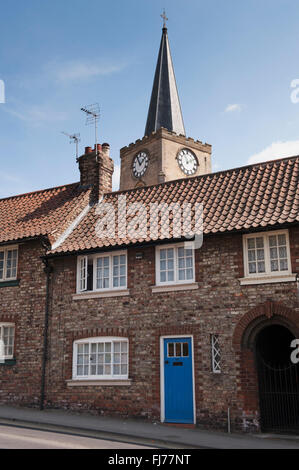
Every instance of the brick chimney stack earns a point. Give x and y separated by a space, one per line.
96 170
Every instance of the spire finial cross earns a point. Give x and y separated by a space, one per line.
164 18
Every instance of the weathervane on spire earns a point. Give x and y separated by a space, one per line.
164 18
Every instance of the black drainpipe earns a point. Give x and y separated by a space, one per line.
47 270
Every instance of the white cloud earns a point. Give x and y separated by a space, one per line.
232 108
80 70
275 151
37 115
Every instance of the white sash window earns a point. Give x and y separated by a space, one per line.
101 358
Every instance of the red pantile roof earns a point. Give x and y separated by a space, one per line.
47 212
250 197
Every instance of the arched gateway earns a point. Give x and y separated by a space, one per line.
268 381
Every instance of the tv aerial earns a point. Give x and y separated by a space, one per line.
92 112
74 139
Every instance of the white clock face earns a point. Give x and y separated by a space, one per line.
140 164
187 162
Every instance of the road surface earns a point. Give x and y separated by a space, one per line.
24 438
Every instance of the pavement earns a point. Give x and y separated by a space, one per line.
139 431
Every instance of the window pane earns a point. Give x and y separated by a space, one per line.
101 358
119 271
1 264
178 349
170 349
11 264
256 255
185 264
278 253
102 273
185 349
167 265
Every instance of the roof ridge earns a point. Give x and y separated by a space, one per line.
165 183
39 191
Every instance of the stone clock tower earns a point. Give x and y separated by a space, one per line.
164 153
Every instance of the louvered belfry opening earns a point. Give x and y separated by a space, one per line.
278 380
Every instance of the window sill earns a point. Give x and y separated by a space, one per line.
247 281
92 383
96 295
8 362
13 283
174 287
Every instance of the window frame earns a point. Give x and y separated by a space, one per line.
8 325
5 250
99 339
267 259
176 281
94 258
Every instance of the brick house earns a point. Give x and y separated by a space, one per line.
106 308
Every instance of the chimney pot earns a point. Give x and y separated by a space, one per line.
99 147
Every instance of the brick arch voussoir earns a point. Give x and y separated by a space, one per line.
268 309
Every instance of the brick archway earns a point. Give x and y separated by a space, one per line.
262 312
243 339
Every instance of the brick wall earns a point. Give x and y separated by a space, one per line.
24 305
216 307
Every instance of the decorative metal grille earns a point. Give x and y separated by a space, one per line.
216 354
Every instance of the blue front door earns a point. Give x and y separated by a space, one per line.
178 382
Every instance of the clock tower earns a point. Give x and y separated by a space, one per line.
164 153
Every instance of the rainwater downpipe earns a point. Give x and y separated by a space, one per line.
47 270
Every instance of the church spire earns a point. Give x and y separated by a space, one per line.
164 109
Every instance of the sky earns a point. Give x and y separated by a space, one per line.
236 65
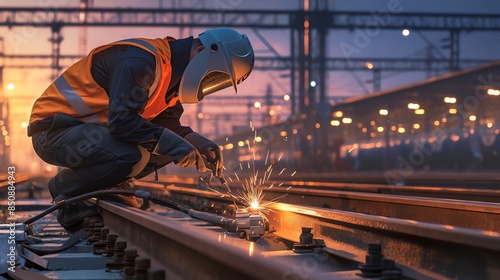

★ ★ ★ ★ ★

[Your objective] Without the pictures, write out every entry precisely as it appears.

[Task result]
Every instance of the brick chimney stack earns a point. Give x and y separated by a space, one per line.
96 170
Every instance of the spire finial cross earns a point. Give x and y separated by a space, one per line.
164 18
Every instance of the weathervane on spire earns a point. Give x and y separated by a space, one per line.
164 18
Every instance of the black drainpipe earns a point. Give x and y separated by a space, one per line.
47 270
Every instance of the white cloud earns a point. Give x and y separated by a space, one per line.
232 108
80 70
275 151
37 115
Every instance of the white sash window earns a point. Give x and y separated by a space, one per line.
101 358
Every instance of the red pantile roof earns a point. Give x and y separated by a space, one per line.
47 212
250 197
Every instance of the arched gateway earns a point. Give x and y separated by a space, one per line.
268 381
Every instance of the tv aerial earns a point. Give x and y separated by a space, one per line.
92 112
74 139
Every instance of the white clock face earns a point. Give x and y separated by a space, one per line.
140 164
187 162
Every instance of the road surface earns a point. Give x and y separated by a space, one per line.
24 438
Every instance of the pavement earns a point. Give x and y separated by a space, one per line.
139 431
Every instance of the window pane earns a point. Give x and y separated by a space, one per line.
101 358
119 271
1 264
178 349
170 349
11 264
256 255
185 264
278 253
102 273
185 349
167 265
Every instance of the roof ridge earns a point. Give x and y separated by a space, one per line.
165 183
39 191
Every instance of the stone clock tower earns a point. Give x and y separated by a space, one per line.
164 153
Every instance of the louvered belfry opening earns a point. Give x and y separated by a space, one per line.
278 380
Every instance of the window sill earns a point. Give x and y separated by a space, one per line.
247 281
92 383
96 295
8 362
13 283
174 287
Every instance of the window frame earns a point. Give x and y separated by a space, one per line.
8 325
5 250
99 339
267 259
176 281
94 258
Every instance of the brick house earns a point. Give x and y separated by a space, one per line.
106 308
Every instance of the chimney pot earns a point. Give x and y separated by a space, one per line.
99 147
Every instance of the brick arch voussoir earns a point. Give x and y separated by a space, one per line.
268 309
Every instance of the brick archway earns a point. Give x and y separated by a space, one per line.
262 312
243 339
Every instance of the brick wall earns a point. Give x and y separated by a space, one per line.
24 305
216 307
Every instance of the decorative metal grille earns a point. Give x and y separated by a space, one per line.
216 354
Every instance of the blue front door earns a point. Give x and y separated by a space, one per line.
178 382
Every instance of the clock tower earns a point. Give x and y separated by a space, one per line.
164 153
Every instance of the rainwater downpipe earns a point. Give x and y separated by a space, one per line.
47 270
Every instance of the church spire earns a point. Give x and y separated by a space, one per line.
164 109
Every instance of the sky earns a point. Give x and y separated by a space, one per line.
236 65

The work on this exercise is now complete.